対象の文章:

━━━━━━━━━━━━━━━━

荒木:最初のイメージって大きいですよね。凄く堅苦しいものだと思われているから、もう薬膳をベースにした新ジャンルの名前にしちゃおっかな~とか。(笑)

chiico Lab. の林さんが言ってくださった「映える薬膳」が、面白い!と思って。


長野:なるほどですね…。まなさんが「薬膳を始めよう!」と思った理由ってなんですか?


荒木:簡単に言うと、料理が好きだから。私が作った料理を「おいしい」って言ってくれる人がいて、こうして誰かの役に立てる仕事がいいなって思ったのが、一番のきっかけです。

結婚するまではエステの仕事をしていて、お客さんに食事のことを聞かれることがあったんです。「食物繊維を摂りましょうね」みたいなアドバイスが出来ていたんですけど、気付いたら「私、この人に何回も同じこと言ってる!」みたいな。(笑)

もっと深い、その人だけに向けたアドバイスが出来ないかなっていうもどかしさを感じながら、悶々と仕事をしていたんですよね。

それから結婚を機に仕事を辞めて長崎に来て、エステのコースの中に中医学があったことを思い出して、それと料理が結びつくことがないのかなって考えていた時に出会ったのが薬膳だったんです。


長野:それからは独学ですか?


荒木:それから講座を受けて、協会認定の講師にはなってるんですけど、奥が深すぎて日々勉強しないと追いつかないって感じですね…。やっぱり、食事って大切ですもんね。


長野:子どもが生まれて、凄く考えるようになりました。


荒木:私も、子どもが生まれたことが大きなきっかけの1つだったんですけど、情報が色々ありすぎる。これはダメ、あれもダメとか。だけど、それがこの子に当てはまることなのかなって考えると、どれが本当なのか分からない!みたいになっちゃって。

子どもだったり旦那だったり、食べてもらう相手がいて、それからそれぞれの体質を考えて、それぞれの食材を選んで、生かすっていうのが薬膳なので。食べてくれる人がいて、初めて成立するんです。だから、しっかり勉強しようって思えましたね。


長野:凄く不躾な質問なんですけど、お子さんだったり、旦那さんだったり、みんな体質が違うと思うんです。それが薬膳の醍醐味だったりするとは思うんですけど、ぶっちゃけ「めんどくせぇ!」なんて思ったりしないんですか?


荒木:あー、めんどくさいときは…正直あります。(笑)


長野:ですよね!凄く大変なイメージが…。(笑)


荒木:私、薬膳を教えながら「先生の私でも、薬膳をしていないときがあります。」って言います。(笑)

薬膳に対して、ストイックになってほしくないなっていうのが凄くあって。これを学んだから絶対薬膳をしないといけない!ってなっちゃうと、途端に楽しくなくなっちゃうと思うんです。

ごはんを作るたびに「これは食べちゃだめ」って考えちゃうと、おいしくなくなるし、楽しく食べること…目で見て楽しむのも、味を楽しむのもそうだし、それを見失ってしまうと、身体に良いものも悪くなっちゃう気がして。

━━━━━━━━━━━━━━━━

[参照表現ポインティングデータ]
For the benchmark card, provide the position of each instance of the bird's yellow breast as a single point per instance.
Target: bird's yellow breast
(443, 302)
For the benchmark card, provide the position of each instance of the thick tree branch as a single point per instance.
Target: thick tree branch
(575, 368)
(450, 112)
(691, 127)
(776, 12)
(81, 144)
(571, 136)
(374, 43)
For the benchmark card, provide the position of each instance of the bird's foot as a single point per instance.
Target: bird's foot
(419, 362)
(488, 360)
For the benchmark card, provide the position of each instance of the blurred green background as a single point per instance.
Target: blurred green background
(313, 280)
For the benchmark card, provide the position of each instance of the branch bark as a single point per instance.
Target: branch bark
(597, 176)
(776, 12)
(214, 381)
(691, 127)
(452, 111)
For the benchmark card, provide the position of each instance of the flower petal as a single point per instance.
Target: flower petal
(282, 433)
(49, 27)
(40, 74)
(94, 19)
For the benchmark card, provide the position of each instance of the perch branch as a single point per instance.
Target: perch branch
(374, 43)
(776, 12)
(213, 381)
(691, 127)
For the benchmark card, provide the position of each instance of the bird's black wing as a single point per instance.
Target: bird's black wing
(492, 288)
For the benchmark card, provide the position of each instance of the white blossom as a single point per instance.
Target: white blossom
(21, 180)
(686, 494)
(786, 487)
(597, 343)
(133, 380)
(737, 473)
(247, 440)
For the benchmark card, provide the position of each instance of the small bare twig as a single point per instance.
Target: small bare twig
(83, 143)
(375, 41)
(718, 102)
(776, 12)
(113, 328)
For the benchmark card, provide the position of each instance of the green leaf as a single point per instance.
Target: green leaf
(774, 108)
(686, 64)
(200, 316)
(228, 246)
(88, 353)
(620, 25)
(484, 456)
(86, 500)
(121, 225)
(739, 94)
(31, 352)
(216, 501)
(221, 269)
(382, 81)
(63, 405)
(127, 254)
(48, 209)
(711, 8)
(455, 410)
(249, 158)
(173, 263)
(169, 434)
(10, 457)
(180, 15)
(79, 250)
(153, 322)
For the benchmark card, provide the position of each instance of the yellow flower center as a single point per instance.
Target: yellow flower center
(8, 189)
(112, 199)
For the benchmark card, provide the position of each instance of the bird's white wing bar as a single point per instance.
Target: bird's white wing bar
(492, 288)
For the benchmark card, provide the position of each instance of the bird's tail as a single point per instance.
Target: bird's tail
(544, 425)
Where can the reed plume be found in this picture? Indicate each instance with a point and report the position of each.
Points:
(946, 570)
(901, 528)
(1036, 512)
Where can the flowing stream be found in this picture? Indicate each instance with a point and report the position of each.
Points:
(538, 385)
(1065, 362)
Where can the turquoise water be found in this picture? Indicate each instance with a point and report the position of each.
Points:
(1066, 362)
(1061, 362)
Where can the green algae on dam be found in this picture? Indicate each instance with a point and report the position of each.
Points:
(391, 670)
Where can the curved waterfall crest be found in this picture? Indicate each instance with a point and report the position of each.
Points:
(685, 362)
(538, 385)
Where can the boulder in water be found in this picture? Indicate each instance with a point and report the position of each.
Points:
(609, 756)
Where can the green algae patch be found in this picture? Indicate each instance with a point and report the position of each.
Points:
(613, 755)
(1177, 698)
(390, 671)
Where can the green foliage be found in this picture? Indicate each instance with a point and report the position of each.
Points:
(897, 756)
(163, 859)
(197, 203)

━━━━━━━━━━━━━━━━

練習課題:
1/ 薬膳についての対談から、「長野:凄く不躾な質問なんです」で始まり「なくなっちゃうと思うんです。」で終わる部分を、そのまま書き写してください。
2/ 薬膳についての対談で、荒木さんが結婚するまでしていた仕事は何か。
これらの記録は、この課題では使わない。

課題の解答:
1/
長野:凄く不躾な質問なんですけど、お子さんだったり、旦那さんだったり、みんな体質が違うと思うんです。それが薬膳の醍醐味だったりするとは思うんですけど、ぶっちゃけ「めんどくせぇ!」なんて思ったりしないんですか?


荒木:あー、めんどくさいときは…正直あります。(笑)


長野:ですよね!凄く大変なイメージが…。(笑)


荒木:私、薬膳を教えながら「先生の私でも、薬膳をしていないときがあります。」って言います。(笑)

薬膳に対して、ストイックになってほしくないなっていうのが凄くあって。これを学んだから絶対薬膳をしないといけない!ってなっちゃうと、途端に楽しくなくなっちゃうと思うんです。

2/ エステの仕事。